- [Задания]:
**A)** Согласно тексту страницы, во что Саня попадает с разлёту?
**B)** Выведите без изменений фрагмент из текста страницы: начните с места, где стоят слова «Готовый зарыдать, заорать, расколоться», и остановитесь после слов «где вот-вот... должны...».

- [Текст страницы]:
Как дичь загоняют, как овец тупых и пугливых.
Мы бежим, я бегу, не оглядываясь на Андрюху-Коня, по херу на Андрюху, заколебал он, мать моя...
Саня с разлёту попадает в дыру, пробитую выстрелом Астахова в полу.
Саня, что ты натворил, Саня...
Готовый зарыдать, заорать, расколоться на глиняные черепки, останавливаюсь. На сотую долю секунды встречаемся глазами с Андрюхой-Конём, взгляд его словно намылен, - то ли бешен, то ли бессмыслен, но мы сразу понимаем, что и кто из нас будет делать.
Падаю на пол, выискивая взглядом Саню, и нахожу его, прижавшегося к стене спиной, сидящего на корточках в грязной воде, озирающегося по сторонам, и кажется, видящего людей готовых его убить.
- Саня! - ору я, и тяну вниз руку.
Андрюха-Конь, расставив ноги, стоит надо мной, полосуя из пулемёта туда, где вот-вот... должны...
Саня, бросив автомат, подпрыгивает, цепляясь двумя руками за мою ладонь, за пальцы мои, за рукав, и я чувствую его цепкую, живучую, жаждущую силу. Но тут же эта сила исчезает, сходит на нет, и Саня, прострелянный насквозь, разжимает свои пальцы, и я не в силах его удержать, и мне не за чем его держать...
На затылок, на спину мне падают тяжелые гильзы, выплёвываемые из ПКМа.
Внизу на первом этаже смеются люди, я слышу их смех».

- [Исходный материал]:

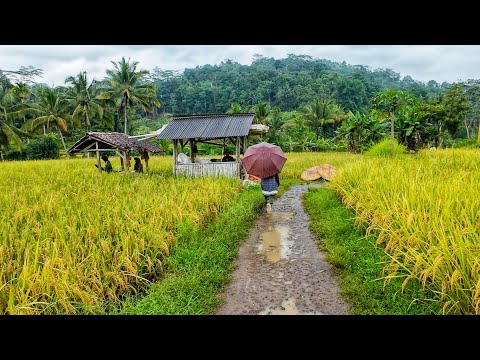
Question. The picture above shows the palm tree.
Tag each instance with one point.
(48, 108)
(320, 113)
(127, 86)
(82, 98)
(9, 134)
(275, 123)
(389, 102)
(262, 111)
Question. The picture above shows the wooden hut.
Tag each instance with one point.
(113, 141)
(213, 129)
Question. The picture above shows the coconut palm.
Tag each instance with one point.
(50, 107)
(128, 87)
(262, 110)
(9, 134)
(389, 102)
(82, 98)
(320, 113)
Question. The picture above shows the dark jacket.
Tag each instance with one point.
(271, 183)
(108, 166)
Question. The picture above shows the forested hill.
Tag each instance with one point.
(288, 83)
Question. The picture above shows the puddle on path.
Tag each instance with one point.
(288, 308)
(275, 243)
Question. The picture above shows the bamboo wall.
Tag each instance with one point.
(216, 169)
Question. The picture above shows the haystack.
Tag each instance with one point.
(325, 171)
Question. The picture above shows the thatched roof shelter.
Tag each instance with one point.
(112, 141)
(118, 142)
(212, 129)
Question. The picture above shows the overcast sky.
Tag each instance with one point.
(441, 63)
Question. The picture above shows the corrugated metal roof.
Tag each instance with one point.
(208, 126)
(113, 140)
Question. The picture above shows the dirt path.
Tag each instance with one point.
(279, 268)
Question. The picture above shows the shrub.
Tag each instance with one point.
(466, 143)
(45, 147)
(383, 148)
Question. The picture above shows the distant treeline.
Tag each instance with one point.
(288, 83)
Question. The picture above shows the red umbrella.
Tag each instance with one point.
(263, 160)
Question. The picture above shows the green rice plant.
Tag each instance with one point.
(299, 162)
(383, 149)
(73, 239)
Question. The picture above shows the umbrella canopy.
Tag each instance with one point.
(263, 160)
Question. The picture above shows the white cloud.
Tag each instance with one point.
(449, 63)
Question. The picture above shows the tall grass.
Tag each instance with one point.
(424, 209)
(73, 239)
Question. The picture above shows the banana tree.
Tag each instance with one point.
(50, 108)
(389, 102)
(128, 87)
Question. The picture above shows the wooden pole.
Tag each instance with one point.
(145, 157)
(175, 157)
(192, 159)
(237, 155)
(98, 158)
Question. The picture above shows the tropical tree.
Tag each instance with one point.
(129, 87)
(81, 97)
(389, 102)
(50, 108)
(262, 110)
(9, 134)
(274, 123)
(321, 113)
(235, 108)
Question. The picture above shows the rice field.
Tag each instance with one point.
(425, 211)
(73, 240)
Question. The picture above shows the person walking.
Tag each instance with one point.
(269, 187)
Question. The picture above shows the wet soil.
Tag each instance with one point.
(280, 270)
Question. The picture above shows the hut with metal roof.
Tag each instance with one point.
(113, 141)
(213, 129)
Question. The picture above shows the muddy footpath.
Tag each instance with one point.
(279, 269)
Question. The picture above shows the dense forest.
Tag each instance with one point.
(309, 105)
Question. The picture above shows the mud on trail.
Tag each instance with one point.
(280, 269)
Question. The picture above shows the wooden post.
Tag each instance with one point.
(174, 157)
(145, 157)
(192, 159)
(237, 155)
(98, 158)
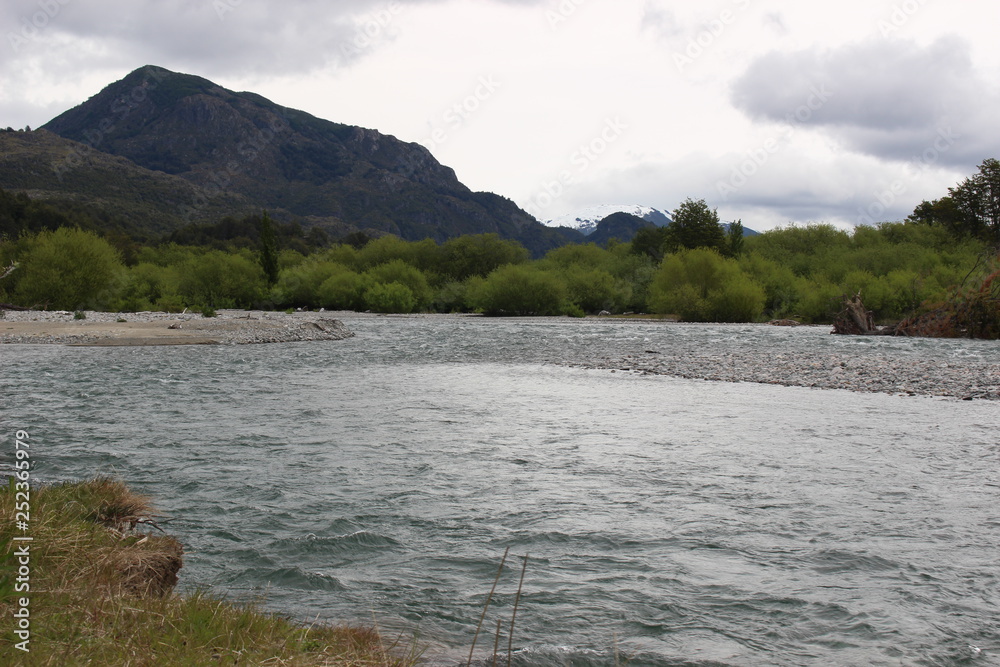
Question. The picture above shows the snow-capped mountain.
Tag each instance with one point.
(586, 220)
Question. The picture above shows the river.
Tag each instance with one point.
(670, 521)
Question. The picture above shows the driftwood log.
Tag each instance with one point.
(856, 320)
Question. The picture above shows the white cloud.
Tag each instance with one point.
(899, 75)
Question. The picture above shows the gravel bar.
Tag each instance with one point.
(228, 327)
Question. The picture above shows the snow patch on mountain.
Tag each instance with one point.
(586, 220)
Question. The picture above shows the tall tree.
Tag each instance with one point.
(971, 208)
(734, 238)
(695, 225)
(268, 250)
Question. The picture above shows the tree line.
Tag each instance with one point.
(693, 269)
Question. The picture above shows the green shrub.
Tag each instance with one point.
(398, 271)
(390, 298)
(520, 290)
(221, 279)
(700, 285)
(298, 285)
(344, 290)
(68, 269)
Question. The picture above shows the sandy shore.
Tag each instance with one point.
(136, 329)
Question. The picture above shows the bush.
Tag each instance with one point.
(700, 285)
(68, 269)
(221, 279)
(595, 290)
(297, 286)
(398, 271)
(390, 298)
(344, 290)
(520, 290)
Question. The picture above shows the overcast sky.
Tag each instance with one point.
(772, 110)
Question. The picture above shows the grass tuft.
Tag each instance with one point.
(102, 594)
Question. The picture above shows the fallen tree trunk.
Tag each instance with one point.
(856, 320)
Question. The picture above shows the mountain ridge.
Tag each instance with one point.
(241, 145)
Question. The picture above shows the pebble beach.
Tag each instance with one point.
(228, 327)
(869, 370)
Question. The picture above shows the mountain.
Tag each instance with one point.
(142, 202)
(239, 150)
(586, 220)
(621, 226)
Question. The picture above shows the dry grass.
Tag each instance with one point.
(101, 594)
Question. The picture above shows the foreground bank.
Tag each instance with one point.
(94, 590)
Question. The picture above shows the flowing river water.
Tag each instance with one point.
(668, 521)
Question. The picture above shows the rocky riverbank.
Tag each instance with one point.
(228, 327)
(871, 371)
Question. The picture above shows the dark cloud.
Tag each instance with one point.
(890, 99)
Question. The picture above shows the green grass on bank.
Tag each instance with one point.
(101, 593)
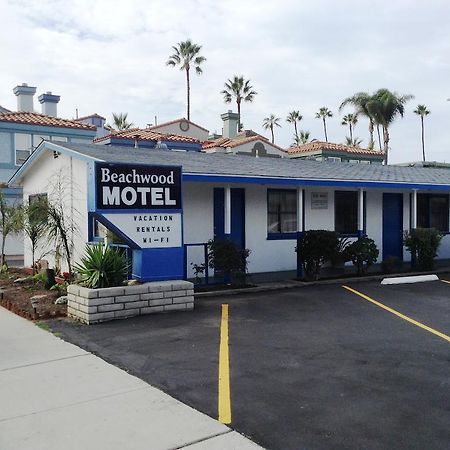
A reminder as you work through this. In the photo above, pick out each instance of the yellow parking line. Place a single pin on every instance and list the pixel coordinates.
(398, 314)
(224, 370)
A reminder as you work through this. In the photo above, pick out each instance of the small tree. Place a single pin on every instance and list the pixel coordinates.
(363, 253)
(61, 221)
(35, 225)
(315, 248)
(227, 257)
(10, 223)
(423, 244)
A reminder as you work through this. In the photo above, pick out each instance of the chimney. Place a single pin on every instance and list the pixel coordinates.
(24, 95)
(49, 104)
(230, 124)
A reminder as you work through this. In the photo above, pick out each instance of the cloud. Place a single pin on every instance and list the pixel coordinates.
(104, 56)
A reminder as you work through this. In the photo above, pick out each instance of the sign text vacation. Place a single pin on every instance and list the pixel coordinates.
(123, 186)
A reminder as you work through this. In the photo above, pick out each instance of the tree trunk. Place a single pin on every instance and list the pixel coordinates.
(386, 144)
(3, 250)
(379, 136)
(325, 129)
(188, 83)
(68, 256)
(238, 102)
(423, 139)
(371, 143)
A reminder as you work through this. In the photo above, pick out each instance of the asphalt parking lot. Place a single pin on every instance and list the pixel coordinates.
(317, 367)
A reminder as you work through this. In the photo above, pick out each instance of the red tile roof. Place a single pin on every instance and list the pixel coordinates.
(90, 116)
(244, 137)
(321, 146)
(29, 118)
(154, 127)
(146, 135)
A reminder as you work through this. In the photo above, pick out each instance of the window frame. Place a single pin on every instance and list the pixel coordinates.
(353, 233)
(428, 197)
(29, 149)
(279, 235)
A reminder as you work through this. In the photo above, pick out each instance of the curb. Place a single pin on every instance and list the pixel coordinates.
(292, 284)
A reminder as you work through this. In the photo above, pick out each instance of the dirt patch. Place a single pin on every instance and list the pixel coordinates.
(17, 297)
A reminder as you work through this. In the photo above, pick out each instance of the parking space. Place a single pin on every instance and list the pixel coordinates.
(316, 367)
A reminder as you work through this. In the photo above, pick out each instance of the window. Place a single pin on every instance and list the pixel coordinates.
(432, 211)
(58, 138)
(346, 212)
(40, 211)
(37, 139)
(23, 147)
(281, 211)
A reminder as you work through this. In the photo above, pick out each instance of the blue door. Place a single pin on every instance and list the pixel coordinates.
(237, 215)
(393, 226)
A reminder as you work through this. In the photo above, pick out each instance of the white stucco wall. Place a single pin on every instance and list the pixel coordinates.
(195, 132)
(279, 255)
(45, 174)
(198, 215)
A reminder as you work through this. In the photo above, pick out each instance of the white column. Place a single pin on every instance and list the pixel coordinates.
(414, 210)
(360, 210)
(300, 224)
(227, 212)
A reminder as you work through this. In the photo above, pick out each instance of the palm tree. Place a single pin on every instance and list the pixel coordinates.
(294, 117)
(303, 138)
(240, 90)
(384, 108)
(120, 121)
(323, 114)
(353, 142)
(422, 111)
(271, 122)
(186, 54)
(360, 101)
(351, 120)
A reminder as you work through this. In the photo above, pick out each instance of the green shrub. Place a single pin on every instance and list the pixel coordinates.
(363, 253)
(316, 247)
(102, 266)
(423, 244)
(340, 256)
(227, 257)
(391, 264)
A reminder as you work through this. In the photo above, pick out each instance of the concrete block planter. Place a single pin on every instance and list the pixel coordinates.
(98, 305)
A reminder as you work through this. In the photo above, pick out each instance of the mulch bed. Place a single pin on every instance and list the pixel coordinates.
(17, 298)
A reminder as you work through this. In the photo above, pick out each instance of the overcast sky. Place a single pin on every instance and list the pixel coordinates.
(109, 56)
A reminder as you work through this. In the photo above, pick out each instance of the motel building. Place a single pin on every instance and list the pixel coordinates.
(166, 204)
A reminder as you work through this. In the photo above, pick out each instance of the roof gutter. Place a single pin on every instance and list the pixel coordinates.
(282, 181)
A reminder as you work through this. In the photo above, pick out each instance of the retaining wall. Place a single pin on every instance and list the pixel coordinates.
(99, 305)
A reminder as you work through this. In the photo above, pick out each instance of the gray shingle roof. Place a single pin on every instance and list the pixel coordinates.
(230, 164)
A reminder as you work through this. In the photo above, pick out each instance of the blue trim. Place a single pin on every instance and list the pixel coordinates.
(138, 211)
(281, 236)
(300, 235)
(310, 182)
(47, 130)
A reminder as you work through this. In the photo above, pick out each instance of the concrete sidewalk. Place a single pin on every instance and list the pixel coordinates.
(54, 395)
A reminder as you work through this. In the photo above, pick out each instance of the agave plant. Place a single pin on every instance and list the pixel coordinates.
(102, 266)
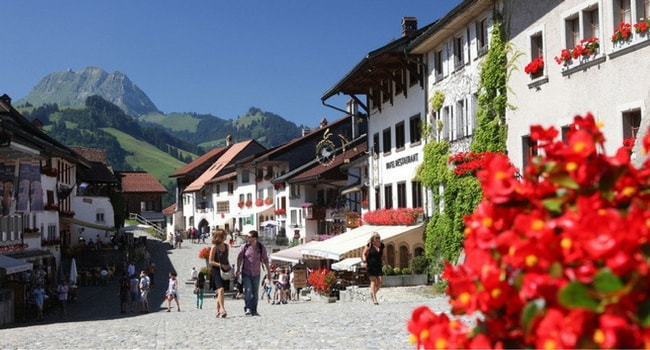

- [Правильные ответы]:
**A)** В дыру в полу, пробитую выстрелом Астахова.

**B)**
Готовый зарыдать, заорать, расколоться на глиняные черепки, останавливаюсь. На сотую долю секунды встречаемся глазами с Андрюхой-Конём, взгляд его словно намылен, - то ли бешен, то ли бессмыслен, но мы сразу понимаем, что и кто из нас будет делать.
Падаю на пол, выискивая взглядом Саню, и нахожу его, прижавшегося к стене спиной, сидящего на корточках в грязной воде, озирающегося по сторонам, и кажется, видящего людей готовых его убить.
- Саня! - ору я, и тяну вниз руку.
Андрюха-Конь, расставив ноги, стоит надо мной, полосуя из пулемёта туда, где вот-вот... должны...